▶ _What to work on_
Copy the lines below, changing "cooler box" to "ice chest" and leaving everything else the same.

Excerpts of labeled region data
■ ■ ■ ■

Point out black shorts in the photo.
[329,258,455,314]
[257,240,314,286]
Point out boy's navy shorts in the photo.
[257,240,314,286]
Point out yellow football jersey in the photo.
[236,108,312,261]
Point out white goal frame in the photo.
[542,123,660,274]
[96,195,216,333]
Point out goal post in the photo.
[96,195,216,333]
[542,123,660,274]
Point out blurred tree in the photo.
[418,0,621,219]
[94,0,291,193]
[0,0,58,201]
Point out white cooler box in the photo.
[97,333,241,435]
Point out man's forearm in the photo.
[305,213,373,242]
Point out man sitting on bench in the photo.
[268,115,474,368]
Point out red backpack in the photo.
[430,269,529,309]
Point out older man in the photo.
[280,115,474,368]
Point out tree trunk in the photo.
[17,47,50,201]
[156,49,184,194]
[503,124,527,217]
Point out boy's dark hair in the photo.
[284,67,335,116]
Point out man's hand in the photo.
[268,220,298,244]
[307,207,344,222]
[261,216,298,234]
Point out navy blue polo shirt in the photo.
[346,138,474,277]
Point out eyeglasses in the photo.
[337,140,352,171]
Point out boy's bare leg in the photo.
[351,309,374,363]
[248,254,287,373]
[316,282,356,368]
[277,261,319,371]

■ ■ ■ ■

▶ _Response to the exercise_
Point out black shorts in the photo.
[329,258,455,314]
[257,240,314,286]
Point out boy's navy shorts in the photo.
[257,240,314,286]
Point out yellow football jersey in the photo.
[236,108,312,261]
Point out white goal frame in the photo.
[542,123,660,274]
[96,195,216,333]
Point out goal post in the photo.
[96,195,216,333]
[542,123,660,274]
Point out blurred tree in the photo.
[418,0,621,219]
[94,0,291,193]
[0,0,58,201]
Point out white ice chest in the photo.
[97,333,241,435]
Point out man's forearm in the photo.
[305,213,373,242]
Point out man sitting on bench in the photo.
[268,115,474,368]
Point out red backpack in the photo.
[430,269,529,309]
Point out older man in the photo.
[280,115,474,368]
Point out tree trunk in the photo.
[17,47,50,201]
[156,49,184,194]
[503,124,527,217]
Point out boy's dark hair in the photo.
[284,67,335,116]
Point out man's hand in the photo.
[268,220,298,244]
[307,207,344,222]
[261,216,298,234]
Point out navy blue polo shirt in the photo.
[346,138,474,277]
Point out eyeglasses in the photo.
[337,140,352,171]
Point out boy's bare leg in the photo.
[351,309,374,363]
[248,254,287,373]
[316,282,356,368]
[277,261,319,371]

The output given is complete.